Set down, without alteration, the lines from the one that contains "# test: put a marker on the yellow spade" through the final line of the material below.

● AVAILABLE RECORDS:
»»
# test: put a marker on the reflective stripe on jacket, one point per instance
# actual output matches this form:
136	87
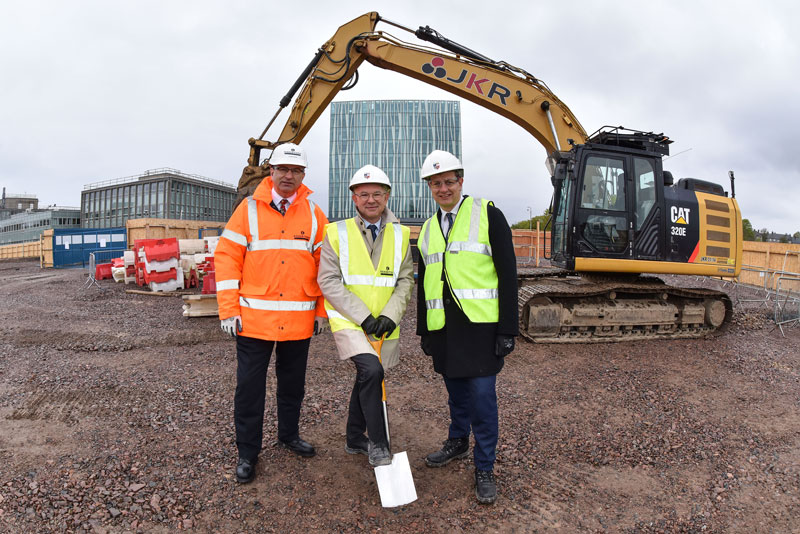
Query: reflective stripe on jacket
466	259
266	266
373	286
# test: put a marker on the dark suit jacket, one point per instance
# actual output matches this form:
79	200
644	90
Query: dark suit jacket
463	348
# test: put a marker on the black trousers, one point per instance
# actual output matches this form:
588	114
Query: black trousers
253	357
366	405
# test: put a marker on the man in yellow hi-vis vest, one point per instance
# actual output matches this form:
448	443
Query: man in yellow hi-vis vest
366	275
467	313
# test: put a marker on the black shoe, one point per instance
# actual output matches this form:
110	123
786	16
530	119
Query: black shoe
485	487
358	446
245	470
299	447
452	449
379	454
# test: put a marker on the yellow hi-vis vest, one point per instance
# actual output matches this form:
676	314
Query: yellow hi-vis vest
466	259
373	286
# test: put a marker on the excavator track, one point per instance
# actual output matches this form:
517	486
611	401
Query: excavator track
558	306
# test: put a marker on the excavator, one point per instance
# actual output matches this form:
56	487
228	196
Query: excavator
617	217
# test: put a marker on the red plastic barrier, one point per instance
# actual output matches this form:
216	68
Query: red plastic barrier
155	276
102	271
209	283
191	280
162	249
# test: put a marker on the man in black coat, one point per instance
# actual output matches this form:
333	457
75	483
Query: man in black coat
466	243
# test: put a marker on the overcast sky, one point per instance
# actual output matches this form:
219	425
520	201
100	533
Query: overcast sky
97	90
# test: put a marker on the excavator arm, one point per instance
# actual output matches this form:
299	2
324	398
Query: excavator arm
497	86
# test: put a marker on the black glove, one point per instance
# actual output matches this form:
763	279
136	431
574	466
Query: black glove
385	326
503	345
425	343
370	325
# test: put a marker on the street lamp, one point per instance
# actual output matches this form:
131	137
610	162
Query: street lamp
530	236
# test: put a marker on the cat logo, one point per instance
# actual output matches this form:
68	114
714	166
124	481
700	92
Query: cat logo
679	215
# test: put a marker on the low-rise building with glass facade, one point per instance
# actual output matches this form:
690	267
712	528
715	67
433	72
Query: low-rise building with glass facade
158	193
28	226
395	135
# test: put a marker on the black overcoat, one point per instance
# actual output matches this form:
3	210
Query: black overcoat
464	349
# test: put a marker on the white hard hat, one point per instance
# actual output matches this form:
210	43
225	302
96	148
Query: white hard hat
439	161
288	154
369	174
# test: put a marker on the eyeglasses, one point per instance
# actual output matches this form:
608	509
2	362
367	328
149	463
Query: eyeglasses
376	196
447	183
287	170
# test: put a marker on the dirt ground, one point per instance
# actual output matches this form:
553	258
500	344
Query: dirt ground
116	416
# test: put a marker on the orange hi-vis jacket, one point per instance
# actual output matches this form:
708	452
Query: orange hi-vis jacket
266	266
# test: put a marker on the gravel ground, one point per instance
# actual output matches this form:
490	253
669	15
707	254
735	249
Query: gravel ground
116	416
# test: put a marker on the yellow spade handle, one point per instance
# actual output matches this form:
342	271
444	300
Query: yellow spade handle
377	344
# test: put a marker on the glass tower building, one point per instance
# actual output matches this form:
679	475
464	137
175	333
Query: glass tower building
395	135
159	193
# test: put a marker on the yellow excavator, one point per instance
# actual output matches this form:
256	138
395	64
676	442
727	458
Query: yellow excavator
««
● TASK RESPONSE:
# test: put a marker on the yellow spade handle, one point per instance
# actual output matches this form:
342	271
444	300
Query: yellow spade handle
377	344
# test: put a marker on the glass tower building, one point per instance
# actual output matches this form:
679	475
464	137
175	333
Query: glass tower building
395	135
159	193
# test: put a marker on the yellow excavator, one point per instance
# actual output matches this form:
256	138
395	64
676	442
727	458
Query: yellow excavator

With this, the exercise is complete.